> Recorded data:
○ ○ ○
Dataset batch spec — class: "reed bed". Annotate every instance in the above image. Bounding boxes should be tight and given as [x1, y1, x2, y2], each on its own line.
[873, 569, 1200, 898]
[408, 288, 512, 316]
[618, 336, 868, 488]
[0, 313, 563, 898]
○ ○ ○
> Your task:
Format every line of the items above as a JSON array of strings, with one string per line and no entries for blank lines.

> Correct result:
[
  "Dataset batch spec — class: \"reed bed\". Annotate every instance in the above image. Bounding boxes should be tight and given as [x1, y1, x2, y2], each on its own line.",
  "[873, 569, 1200, 898]",
  "[408, 288, 512, 316]",
  "[618, 336, 868, 488]",
  "[0, 313, 563, 898]"
]